--- EXERCISE MATERIALS Enclosed Below ---
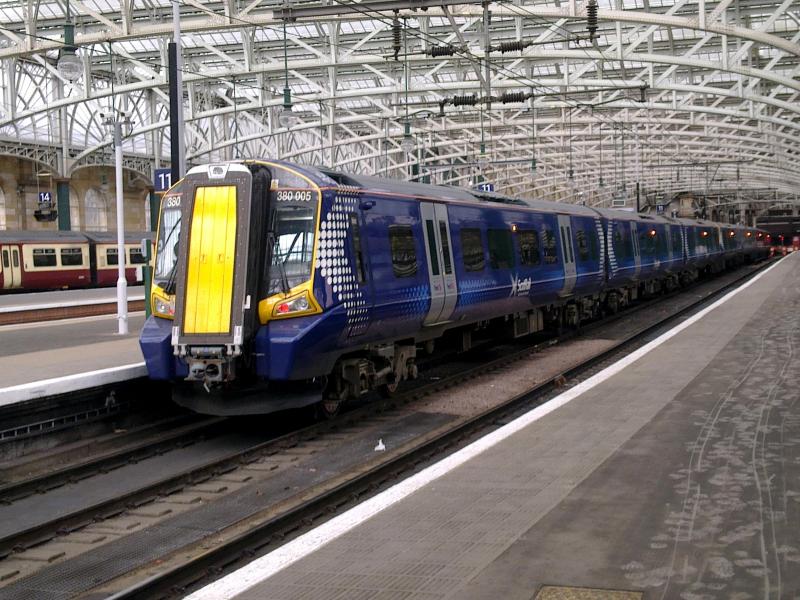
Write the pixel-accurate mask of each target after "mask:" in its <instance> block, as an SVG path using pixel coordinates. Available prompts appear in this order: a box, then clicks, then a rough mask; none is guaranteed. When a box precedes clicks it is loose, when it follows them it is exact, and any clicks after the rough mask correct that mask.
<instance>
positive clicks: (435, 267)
mask: <svg viewBox="0 0 800 600" xmlns="http://www.w3.org/2000/svg"><path fill="white" fill-rule="evenodd" d="M425 229H426V231H427V232H428V254H429V255H430V257H431V273H433V274H434V275H438V274H439V252H438V251H437V250H436V230H435V229H434V227H433V221H431V220H430V219H426V220H425Z"/></svg>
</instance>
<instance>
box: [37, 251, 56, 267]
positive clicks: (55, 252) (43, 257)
mask: <svg viewBox="0 0 800 600" xmlns="http://www.w3.org/2000/svg"><path fill="white" fill-rule="evenodd" d="M56 262H57V261H56V251H55V248H34V250H33V266H34V267H55V266H56Z"/></svg>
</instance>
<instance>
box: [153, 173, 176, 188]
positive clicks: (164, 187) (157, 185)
mask: <svg viewBox="0 0 800 600" xmlns="http://www.w3.org/2000/svg"><path fill="white" fill-rule="evenodd" d="M171 187H172V169H156V170H155V171H154V172H153V189H154V190H155V191H156V192H166V191H167V190H168V189H169V188H171Z"/></svg>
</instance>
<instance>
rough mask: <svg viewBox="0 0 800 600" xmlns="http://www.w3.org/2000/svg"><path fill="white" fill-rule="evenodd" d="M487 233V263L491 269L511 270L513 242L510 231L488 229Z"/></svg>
mask: <svg viewBox="0 0 800 600" xmlns="http://www.w3.org/2000/svg"><path fill="white" fill-rule="evenodd" d="M488 233H489V261H490V263H491V265H492V268H493V269H513V268H514V267H515V266H516V265H515V260H514V241H513V240H512V238H511V230H510V229H490V230H489V231H488Z"/></svg>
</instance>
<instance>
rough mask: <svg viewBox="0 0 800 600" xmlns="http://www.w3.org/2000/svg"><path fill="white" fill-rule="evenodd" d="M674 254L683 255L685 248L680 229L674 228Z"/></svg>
--- End of Enclosed EXERCISE MATERIALS ---
__HOW TO COMPLETE THIS TASK__: Repeat all the data as it stands, dropping any images it holds.

__ANSWER FOR THIS EXERCISE__:
Write the pixel-accurate mask of each target after "mask:" in its <instance> block, as an SVG path using pixel coordinates. Available prompts appear in this order: a box, then clicks, then a rough mask; none is guaranteed. When a box precedes clicks it is loose, when it follows them it is exact, and any clicks after the rough mask correct that mask.
<instance>
positive clicks: (435, 267)
mask: <svg viewBox="0 0 800 600" xmlns="http://www.w3.org/2000/svg"><path fill="white" fill-rule="evenodd" d="M425 229H426V231H427V232H428V254H429V255H430V257H431V273H433V274H434V275H438V274H439V252H438V251H437V250H436V230H435V229H434V227H433V221H431V220H430V219H426V220H425Z"/></svg>
</instance>
<instance>
box: [37, 251, 56, 267]
positive clicks: (55, 252) (43, 257)
mask: <svg viewBox="0 0 800 600" xmlns="http://www.w3.org/2000/svg"><path fill="white" fill-rule="evenodd" d="M56 262H57V261H56V251H55V248H34V250H33V266H34V267H55V266H56Z"/></svg>
</instance>
<instance>
box: [153, 173, 176, 188]
positive clicks: (164, 187) (157, 185)
mask: <svg viewBox="0 0 800 600" xmlns="http://www.w3.org/2000/svg"><path fill="white" fill-rule="evenodd" d="M171 187H172V169H156V170H155V171H154V172H153V189H154V190H155V191H156V192H166V191H167V190H168V189H169V188H171Z"/></svg>
</instance>
<instance>
rough mask: <svg viewBox="0 0 800 600" xmlns="http://www.w3.org/2000/svg"><path fill="white" fill-rule="evenodd" d="M487 233V263L491 269L511 270L513 242L510 231L488 229Z"/></svg>
mask: <svg viewBox="0 0 800 600" xmlns="http://www.w3.org/2000/svg"><path fill="white" fill-rule="evenodd" d="M488 233H489V261H490V263H491V265H492V268H493V269H513V268H514V267H515V266H516V265H515V260H514V241H513V240H512V238H511V230H510V229H490V230H489V231H488Z"/></svg>
</instance>
<instance>
rough mask: <svg viewBox="0 0 800 600" xmlns="http://www.w3.org/2000/svg"><path fill="white" fill-rule="evenodd" d="M674 254L683 255L685 248L680 229L674 228Z"/></svg>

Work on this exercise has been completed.